» What you should do
Go through the listing below and show each line that has the word "crossing".
──────── Source data ────────
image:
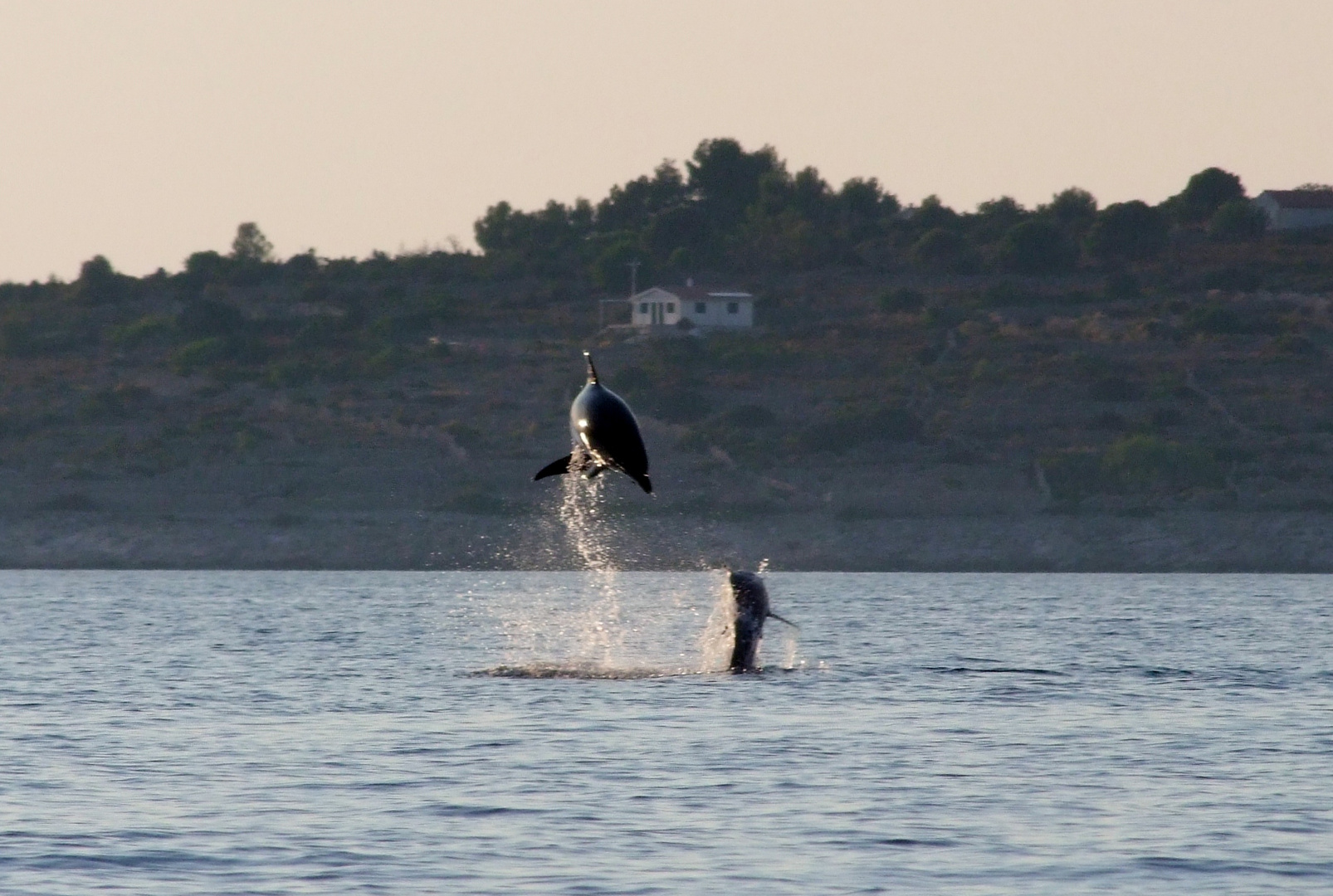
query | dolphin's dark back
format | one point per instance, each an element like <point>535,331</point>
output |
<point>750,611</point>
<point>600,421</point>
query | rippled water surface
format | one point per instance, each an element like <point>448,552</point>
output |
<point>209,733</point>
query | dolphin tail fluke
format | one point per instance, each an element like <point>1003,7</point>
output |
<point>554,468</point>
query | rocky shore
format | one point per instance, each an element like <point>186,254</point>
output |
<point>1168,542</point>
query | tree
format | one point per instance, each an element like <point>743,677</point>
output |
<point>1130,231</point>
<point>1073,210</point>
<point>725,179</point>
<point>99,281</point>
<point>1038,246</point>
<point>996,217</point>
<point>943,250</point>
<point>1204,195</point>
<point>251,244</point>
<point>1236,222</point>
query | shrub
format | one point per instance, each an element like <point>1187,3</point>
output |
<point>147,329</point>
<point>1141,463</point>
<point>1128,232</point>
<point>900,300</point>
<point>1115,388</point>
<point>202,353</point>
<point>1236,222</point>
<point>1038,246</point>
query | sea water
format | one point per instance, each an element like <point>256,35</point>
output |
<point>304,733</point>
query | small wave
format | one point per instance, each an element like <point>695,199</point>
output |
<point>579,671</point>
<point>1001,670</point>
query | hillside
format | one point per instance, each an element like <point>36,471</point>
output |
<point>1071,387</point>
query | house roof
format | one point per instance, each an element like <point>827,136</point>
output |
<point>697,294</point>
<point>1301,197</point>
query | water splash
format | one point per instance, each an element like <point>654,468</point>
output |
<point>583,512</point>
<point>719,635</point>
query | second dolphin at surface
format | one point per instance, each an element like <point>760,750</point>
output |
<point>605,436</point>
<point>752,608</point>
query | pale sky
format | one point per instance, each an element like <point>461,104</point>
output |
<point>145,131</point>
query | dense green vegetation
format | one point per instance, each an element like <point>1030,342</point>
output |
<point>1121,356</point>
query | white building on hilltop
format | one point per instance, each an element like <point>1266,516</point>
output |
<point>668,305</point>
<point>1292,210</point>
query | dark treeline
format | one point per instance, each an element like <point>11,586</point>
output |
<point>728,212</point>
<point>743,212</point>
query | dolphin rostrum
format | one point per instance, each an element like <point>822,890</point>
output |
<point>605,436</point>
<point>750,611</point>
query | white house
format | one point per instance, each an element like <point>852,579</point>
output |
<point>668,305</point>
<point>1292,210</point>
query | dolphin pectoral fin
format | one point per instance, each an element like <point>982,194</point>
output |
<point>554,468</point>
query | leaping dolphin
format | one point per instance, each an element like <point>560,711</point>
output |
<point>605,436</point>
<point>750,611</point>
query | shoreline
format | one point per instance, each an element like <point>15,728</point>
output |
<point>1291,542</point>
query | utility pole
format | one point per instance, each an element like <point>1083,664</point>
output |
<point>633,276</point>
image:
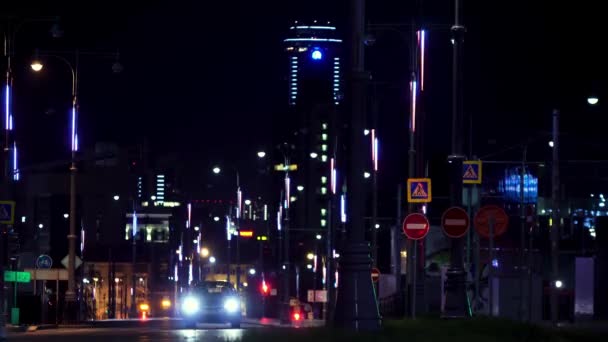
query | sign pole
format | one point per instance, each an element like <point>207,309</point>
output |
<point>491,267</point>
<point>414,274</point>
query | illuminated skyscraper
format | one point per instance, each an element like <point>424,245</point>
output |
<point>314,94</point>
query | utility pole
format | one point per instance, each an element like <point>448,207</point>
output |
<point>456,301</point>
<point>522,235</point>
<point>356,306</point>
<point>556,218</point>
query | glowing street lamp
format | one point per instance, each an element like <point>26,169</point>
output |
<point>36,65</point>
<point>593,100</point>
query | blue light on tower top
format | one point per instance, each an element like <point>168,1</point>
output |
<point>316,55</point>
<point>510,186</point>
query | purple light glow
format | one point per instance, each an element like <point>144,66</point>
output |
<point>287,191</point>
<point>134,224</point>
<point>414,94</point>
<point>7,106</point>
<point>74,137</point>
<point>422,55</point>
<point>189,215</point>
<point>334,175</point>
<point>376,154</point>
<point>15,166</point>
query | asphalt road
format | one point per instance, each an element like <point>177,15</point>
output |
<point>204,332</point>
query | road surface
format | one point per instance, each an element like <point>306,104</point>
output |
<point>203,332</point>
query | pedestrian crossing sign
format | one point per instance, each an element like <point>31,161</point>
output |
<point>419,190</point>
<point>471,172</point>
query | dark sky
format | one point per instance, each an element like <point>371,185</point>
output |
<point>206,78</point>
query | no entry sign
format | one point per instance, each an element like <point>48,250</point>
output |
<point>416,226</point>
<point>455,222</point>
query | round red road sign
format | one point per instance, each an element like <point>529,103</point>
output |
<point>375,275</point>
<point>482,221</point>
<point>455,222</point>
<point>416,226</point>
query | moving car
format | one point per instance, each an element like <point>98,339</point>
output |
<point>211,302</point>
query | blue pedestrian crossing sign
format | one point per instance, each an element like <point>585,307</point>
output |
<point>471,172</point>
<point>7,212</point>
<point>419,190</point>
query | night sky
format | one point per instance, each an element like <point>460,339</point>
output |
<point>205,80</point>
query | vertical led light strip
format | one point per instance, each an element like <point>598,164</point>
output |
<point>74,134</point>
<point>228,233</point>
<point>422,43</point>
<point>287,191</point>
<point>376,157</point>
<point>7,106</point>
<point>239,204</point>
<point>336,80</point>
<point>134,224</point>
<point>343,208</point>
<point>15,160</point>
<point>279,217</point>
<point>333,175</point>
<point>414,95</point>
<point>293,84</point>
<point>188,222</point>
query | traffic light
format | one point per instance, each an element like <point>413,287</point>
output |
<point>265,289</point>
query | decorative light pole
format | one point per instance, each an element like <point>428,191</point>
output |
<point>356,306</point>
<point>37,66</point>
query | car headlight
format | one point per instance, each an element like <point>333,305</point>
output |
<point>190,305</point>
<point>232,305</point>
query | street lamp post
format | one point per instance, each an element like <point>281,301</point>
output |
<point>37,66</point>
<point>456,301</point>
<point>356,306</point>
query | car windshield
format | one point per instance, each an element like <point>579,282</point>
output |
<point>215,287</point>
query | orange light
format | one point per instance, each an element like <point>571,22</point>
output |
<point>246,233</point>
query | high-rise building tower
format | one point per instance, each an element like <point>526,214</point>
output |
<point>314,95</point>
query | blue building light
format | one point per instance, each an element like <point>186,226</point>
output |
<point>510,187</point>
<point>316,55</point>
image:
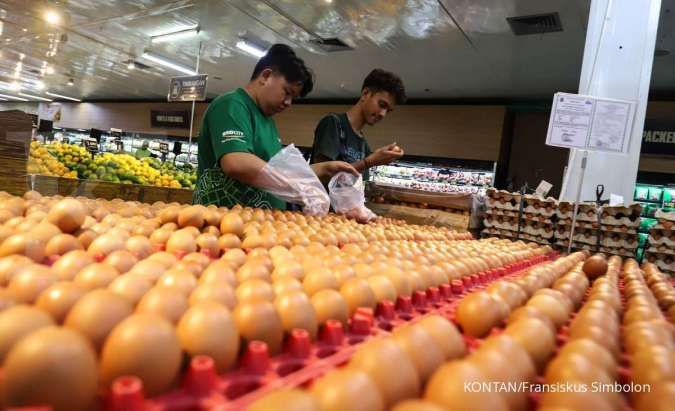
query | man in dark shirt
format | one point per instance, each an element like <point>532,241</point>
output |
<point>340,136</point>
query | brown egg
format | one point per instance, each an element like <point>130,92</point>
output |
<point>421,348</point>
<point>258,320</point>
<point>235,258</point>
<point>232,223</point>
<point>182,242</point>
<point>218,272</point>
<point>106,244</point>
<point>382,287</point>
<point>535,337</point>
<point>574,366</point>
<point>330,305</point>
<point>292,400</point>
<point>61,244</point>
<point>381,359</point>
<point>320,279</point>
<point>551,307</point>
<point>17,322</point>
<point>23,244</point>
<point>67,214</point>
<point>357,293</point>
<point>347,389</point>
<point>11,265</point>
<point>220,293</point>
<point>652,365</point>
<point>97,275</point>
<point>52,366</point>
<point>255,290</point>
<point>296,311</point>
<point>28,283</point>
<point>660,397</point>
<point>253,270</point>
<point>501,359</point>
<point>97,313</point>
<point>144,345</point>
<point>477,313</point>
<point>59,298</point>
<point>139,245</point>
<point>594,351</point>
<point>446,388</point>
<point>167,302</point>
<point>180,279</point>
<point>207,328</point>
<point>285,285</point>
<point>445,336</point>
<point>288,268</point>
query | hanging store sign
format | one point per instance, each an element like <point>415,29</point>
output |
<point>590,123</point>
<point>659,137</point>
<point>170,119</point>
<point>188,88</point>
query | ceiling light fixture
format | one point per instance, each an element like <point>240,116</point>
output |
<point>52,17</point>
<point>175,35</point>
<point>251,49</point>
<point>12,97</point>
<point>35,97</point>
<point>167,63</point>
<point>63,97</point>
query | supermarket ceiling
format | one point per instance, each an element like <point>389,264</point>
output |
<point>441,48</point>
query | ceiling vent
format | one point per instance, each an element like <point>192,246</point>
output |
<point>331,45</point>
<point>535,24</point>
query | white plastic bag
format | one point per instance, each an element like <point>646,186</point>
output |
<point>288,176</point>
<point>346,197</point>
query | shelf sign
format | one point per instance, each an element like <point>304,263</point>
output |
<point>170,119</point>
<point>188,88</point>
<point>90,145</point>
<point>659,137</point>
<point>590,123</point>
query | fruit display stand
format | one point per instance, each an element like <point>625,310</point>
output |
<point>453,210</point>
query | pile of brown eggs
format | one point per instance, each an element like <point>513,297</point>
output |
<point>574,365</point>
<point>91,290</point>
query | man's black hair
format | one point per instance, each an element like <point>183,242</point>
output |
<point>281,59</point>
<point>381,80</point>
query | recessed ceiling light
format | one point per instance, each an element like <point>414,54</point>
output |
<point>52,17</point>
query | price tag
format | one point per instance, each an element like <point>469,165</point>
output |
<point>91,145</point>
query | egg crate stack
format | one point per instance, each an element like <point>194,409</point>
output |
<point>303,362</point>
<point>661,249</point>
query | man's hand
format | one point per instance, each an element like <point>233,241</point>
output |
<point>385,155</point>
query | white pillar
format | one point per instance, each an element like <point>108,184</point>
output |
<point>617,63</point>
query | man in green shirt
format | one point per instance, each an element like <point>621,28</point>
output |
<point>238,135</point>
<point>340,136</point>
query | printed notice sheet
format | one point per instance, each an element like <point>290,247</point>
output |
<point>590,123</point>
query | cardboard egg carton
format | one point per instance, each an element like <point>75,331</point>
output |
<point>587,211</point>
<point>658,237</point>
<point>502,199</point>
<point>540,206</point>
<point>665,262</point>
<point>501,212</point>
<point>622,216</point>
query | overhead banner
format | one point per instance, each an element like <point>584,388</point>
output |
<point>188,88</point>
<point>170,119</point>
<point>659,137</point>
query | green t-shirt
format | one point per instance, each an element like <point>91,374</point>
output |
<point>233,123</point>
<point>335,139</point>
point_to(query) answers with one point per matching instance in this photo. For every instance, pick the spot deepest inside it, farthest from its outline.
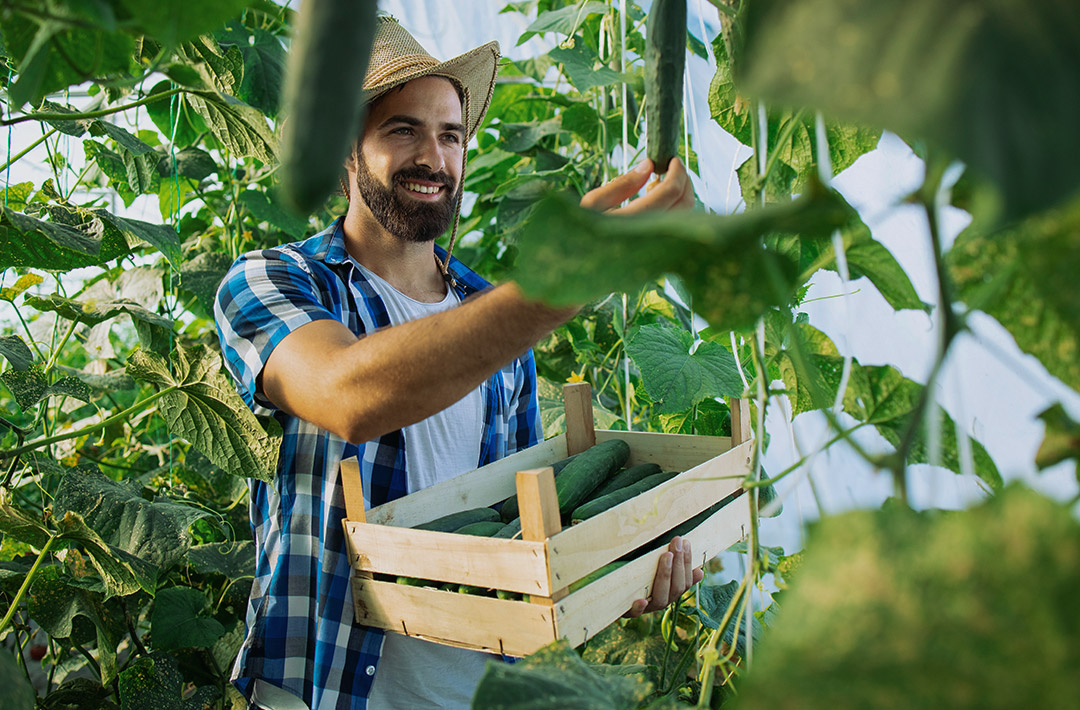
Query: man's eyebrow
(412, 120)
────────
» Response area
query | pedestrian crossing sign
query | blue pedestrian crossing sign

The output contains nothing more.